Available data Block Start
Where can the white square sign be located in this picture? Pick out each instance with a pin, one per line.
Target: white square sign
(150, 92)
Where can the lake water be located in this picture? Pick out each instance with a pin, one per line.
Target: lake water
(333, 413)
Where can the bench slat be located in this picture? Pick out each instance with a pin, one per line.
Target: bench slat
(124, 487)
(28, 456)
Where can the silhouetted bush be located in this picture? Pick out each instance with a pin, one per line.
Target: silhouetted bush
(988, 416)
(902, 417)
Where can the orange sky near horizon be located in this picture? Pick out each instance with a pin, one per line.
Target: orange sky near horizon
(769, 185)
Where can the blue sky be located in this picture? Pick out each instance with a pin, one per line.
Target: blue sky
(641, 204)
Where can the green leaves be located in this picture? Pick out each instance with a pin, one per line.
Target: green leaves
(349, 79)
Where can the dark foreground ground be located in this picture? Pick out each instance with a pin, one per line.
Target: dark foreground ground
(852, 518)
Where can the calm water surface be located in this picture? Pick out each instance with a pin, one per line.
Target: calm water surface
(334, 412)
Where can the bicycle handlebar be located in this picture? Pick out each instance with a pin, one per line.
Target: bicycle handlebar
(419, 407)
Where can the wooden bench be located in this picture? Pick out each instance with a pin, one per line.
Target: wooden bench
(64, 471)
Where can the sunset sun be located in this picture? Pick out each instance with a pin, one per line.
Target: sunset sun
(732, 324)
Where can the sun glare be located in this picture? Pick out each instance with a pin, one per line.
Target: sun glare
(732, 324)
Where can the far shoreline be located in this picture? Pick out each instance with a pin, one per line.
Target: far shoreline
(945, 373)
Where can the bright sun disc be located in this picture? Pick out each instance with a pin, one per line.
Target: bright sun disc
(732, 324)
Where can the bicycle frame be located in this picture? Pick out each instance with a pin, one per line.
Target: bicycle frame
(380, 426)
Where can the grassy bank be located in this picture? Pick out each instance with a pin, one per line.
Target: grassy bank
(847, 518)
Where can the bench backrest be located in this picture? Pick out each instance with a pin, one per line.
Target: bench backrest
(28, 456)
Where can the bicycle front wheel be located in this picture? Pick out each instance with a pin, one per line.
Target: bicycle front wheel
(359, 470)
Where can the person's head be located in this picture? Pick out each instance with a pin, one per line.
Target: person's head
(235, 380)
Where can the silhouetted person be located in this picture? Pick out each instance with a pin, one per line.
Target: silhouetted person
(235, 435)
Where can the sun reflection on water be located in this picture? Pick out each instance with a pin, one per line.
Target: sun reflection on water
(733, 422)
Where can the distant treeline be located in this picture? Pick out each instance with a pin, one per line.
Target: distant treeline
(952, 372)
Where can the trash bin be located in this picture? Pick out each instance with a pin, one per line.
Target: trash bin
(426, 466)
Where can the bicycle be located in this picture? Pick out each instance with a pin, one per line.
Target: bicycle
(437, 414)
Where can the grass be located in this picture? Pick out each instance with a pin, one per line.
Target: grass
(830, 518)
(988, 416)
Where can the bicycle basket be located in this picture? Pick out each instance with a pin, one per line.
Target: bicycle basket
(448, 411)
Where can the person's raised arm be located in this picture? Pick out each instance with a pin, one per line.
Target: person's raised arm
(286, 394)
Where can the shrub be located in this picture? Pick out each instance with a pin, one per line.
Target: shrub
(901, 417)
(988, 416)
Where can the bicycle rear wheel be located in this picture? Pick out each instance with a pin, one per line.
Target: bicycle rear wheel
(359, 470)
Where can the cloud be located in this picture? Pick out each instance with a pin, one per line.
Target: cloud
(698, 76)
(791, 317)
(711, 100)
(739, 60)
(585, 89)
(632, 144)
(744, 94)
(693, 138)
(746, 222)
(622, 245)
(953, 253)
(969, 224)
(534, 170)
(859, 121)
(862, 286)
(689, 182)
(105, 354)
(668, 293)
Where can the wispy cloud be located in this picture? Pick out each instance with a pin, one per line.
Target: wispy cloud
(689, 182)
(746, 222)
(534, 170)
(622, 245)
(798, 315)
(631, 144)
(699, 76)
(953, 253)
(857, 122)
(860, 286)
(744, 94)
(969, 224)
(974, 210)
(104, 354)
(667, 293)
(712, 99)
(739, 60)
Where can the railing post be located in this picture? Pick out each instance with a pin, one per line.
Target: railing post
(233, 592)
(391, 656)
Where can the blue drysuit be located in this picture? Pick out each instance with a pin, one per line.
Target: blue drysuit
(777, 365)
Available data Block End
> _How to complete this task_
Please output the complete set of records above without any alteration.

> _Exercise response_
Where can the white square sign be located in this picture? Pick out each instance with a pin, one per line.
Target: white square sign
(150, 92)
Where can the lake water be located in this picture? Pick out each instance with a pin, one per line.
Target: lake water
(333, 413)
Where can the bench slat be located in this picture? Pick out each instance with a pin, one per line.
Target: bench slat
(124, 487)
(28, 456)
Where can the silhouetted bush be located in this picture? Pick out each instance with a pin, one per line.
Target: silhouetted bush
(988, 416)
(902, 417)
Where can the orange sky near horizon be located in this picture? Pick out each instance with a pin, one per line.
Target: orange sky near horizon
(769, 185)
Where can the blue sky be located in this picture? Pick out each instance with a pin, one per line.
Target: blue sky
(641, 204)
Where can the green leaves be located in this picture? Pick out each instance with a pin, one per line.
Target: green leaves
(349, 79)
Where can the dark foreground ground be located in this picture? Pick out each instance with a pin, one per line.
Target: dark foreground ground
(852, 518)
Where can the calm water surface be located in this picture? Pick out each instance with a pin, one per line.
Target: calm water surface
(334, 412)
Where can the bicycle handlebar be located in this picture? Pick out each instance with a pin, one per line.
Target: bicycle handlebar
(419, 407)
Where can the wooden bench be located in this picture? Pick out each instance with a pin, one per line.
Target: wooden bench
(64, 471)
Where can the sunset sun be located in this picture? Pick out each instance with a pin, one per line.
Target: sunset sun
(732, 324)
Where can the sun glare be located in this picture? Pick out each instance with a pin, one per line.
Target: sun glare
(732, 324)
Where can the far shoreline be located in this picture? Pick out each instance with a pin, one per line.
Target: far shoreline
(945, 373)
Where can the bright sun disc be located in this picture? Pick out each instance with a pin, one per line.
Target: bright sun disc
(732, 324)
Where can the bicycle frame be located in this picture? Pick out each instance with a pin, one per line.
Target: bicycle frame
(380, 426)
Where can the grassy bank be located in this picture? Pick out each instance with a pin, one per line.
Target: grassy bank
(847, 518)
Where can the bench backrest be located in this picture? Pick out each instance with a pin, one per line.
Target: bench backrest
(28, 456)
Where can the bicycle front wheel be located in this picture? Pick out each instance with a pin, one per line.
Target: bicycle front wheel
(359, 470)
Where can the person's head be located in this picture? Pick out each instance with a pin, one per line.
Target: person's head
(235, 380)
Where can the silhouetted person be located in this picture? Pick out each instance with a pin, one per line.
Target: silhouetted person
(235, 435)
Where can the sun reflection on water be located in this picture? Pick out each instance with a pin, one per line.
Target: sun reflection on water
(733, 422)
Where can the distant treeline be located in this picture? Pick out each instance with a pin, one per line.
Target: distant treeline
(952, 372)
Where can the trash bin be located in this picture? Pick out each instance with a pin, one per line.
Target: trash bin
(426, 466)
Where can the bicycle be located in this picture? Pick out each instance with a pin, one per line.
Target: bicycle
(437, 414)
Where can the grass be located in this picture? Pick out each instance with a pin, one per line.
Target: grass
(830, 518)
(988, 416)
Where can the bicycle basket be located in this picture? Pick out each instance with a pin, one per line.
Target: bicycle basket
(448, 411)
Where can the person's raised arm be located in this picture? Pick out each instance with a pin, one per line.
Target: person's raised arm
(286, 394)
Where can the shrub be located in this picture? Pick out each instance with a pin, one per line.
Target: shrub
(901, 417)
(988, 416)
Where can the bicycle rear wheel be located in this picture? Pick out each instance with a pin, one per line.
Target: bicycle rear wheel
(359, 470)
Where can the cloud be located in this picture? Pick out each instance with a pin, one per line.
Target: cloud
(698, 76)
(791, 317)
(711, 100)
(739, 60)
(585, 89)
(632, 144)
(744, 94)
(693, 138)
(746, 222)
(622, 245)
(953, 253)
(969, 224)
(534, 170)
(859, 121)
(862, 286)
(689, 182)
(105, 354)
(668, 293)
Where can the wispy cloud be located in this picture? Pick out each instance with a pin, one per line.
Target: wispy cloud
(689, 182)
(746, 222)
(534, 170)
(622, 245)
(798, 315)
(631, 144)
(699, 76)
(953, 253)
(857, 122)
(860, 286)
(744, 94)
(969, 224)
(974, 210)
(104, 354)
(667, 293)
(712, 99)
(739, 60)
Where can the railing post be located in this picture? Pick out each instance with a pin, one per line.
Target: railing post
(233, 592)
(391, 656)
Where can the blue drysuit be located in this picture? Pick out each instance with a pin, one per line.
Target: blue drysuit
(777, 365)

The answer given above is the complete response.